Object point labels:
+---+

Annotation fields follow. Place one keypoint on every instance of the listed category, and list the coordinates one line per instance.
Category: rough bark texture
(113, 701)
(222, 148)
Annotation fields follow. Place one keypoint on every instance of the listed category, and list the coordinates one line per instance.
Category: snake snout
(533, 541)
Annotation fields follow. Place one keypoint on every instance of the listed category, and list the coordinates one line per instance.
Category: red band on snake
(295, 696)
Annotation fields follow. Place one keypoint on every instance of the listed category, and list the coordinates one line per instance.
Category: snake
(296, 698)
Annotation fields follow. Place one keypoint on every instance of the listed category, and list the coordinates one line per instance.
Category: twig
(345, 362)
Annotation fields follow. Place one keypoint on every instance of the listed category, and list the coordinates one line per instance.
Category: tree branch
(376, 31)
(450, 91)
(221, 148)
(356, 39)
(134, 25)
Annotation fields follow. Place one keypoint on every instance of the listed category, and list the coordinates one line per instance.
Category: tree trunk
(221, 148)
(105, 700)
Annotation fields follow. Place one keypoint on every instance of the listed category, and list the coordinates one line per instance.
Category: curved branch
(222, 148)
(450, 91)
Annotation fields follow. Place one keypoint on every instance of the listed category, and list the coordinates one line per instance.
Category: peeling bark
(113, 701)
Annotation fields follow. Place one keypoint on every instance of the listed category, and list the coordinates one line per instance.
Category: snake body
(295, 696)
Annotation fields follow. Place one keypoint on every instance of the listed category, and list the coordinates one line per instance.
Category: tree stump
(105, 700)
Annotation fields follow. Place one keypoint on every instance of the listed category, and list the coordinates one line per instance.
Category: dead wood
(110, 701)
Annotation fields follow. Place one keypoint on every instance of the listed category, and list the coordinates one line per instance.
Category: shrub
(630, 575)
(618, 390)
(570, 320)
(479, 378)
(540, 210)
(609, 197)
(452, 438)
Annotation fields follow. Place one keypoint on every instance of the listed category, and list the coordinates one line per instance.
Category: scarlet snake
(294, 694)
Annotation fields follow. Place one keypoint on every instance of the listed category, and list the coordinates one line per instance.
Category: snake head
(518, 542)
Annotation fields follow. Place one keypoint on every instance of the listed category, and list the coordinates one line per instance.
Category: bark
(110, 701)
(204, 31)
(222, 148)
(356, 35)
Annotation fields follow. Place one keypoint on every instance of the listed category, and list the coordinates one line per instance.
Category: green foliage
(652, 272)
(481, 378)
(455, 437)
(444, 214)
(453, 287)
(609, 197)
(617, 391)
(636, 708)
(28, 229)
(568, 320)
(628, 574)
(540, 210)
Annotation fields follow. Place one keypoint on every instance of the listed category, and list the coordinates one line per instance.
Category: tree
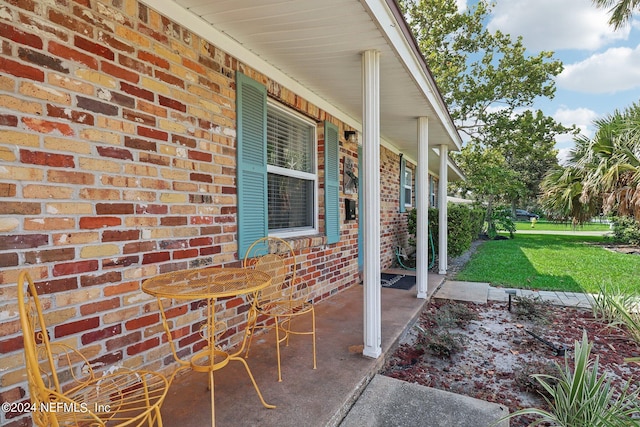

+---+

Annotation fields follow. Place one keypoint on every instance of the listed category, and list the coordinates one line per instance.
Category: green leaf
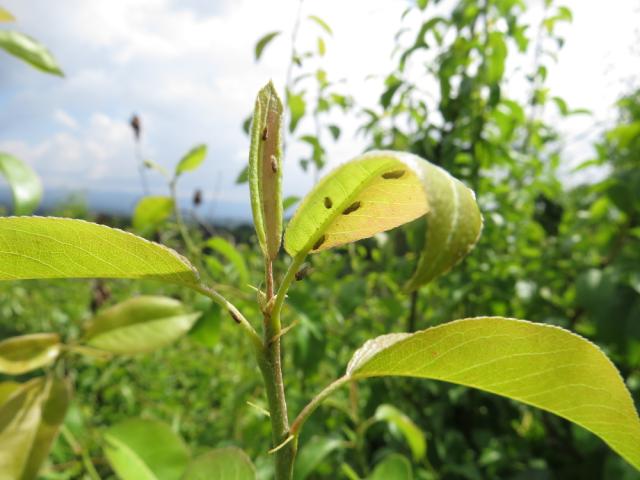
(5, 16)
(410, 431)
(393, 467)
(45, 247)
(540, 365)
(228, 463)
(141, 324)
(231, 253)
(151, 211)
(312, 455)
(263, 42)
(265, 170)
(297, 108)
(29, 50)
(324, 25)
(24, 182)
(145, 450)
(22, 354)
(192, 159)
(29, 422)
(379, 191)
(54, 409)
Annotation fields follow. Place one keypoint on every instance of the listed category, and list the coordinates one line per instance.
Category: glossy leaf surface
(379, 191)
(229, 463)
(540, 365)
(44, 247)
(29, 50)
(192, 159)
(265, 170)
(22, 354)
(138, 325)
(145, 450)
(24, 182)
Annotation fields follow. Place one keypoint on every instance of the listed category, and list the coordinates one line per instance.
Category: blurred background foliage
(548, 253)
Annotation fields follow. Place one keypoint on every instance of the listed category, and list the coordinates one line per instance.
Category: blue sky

+---+

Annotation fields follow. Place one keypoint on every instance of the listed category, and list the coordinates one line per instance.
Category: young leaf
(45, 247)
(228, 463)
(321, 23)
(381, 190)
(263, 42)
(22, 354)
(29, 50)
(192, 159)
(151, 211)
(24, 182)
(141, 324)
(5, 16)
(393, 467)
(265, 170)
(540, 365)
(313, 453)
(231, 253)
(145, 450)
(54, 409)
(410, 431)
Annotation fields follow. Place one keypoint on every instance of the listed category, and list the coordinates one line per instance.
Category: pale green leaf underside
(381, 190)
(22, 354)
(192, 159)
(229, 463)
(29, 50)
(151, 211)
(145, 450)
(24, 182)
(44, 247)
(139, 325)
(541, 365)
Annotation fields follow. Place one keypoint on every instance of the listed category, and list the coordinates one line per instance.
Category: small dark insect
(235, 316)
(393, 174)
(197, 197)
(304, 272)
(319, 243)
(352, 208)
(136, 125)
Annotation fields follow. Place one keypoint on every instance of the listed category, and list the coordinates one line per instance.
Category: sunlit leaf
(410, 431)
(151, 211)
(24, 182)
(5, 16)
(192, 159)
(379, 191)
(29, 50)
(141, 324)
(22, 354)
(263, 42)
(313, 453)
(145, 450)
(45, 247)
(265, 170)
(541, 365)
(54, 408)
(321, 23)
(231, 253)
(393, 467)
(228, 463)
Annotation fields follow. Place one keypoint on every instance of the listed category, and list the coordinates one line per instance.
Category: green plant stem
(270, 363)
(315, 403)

+---+

Gather every line of the records above that contains the word "tree", and copy each of those lines in full.

Category: tree branch
Category: tree trunk
Category: tree stump
Category: tree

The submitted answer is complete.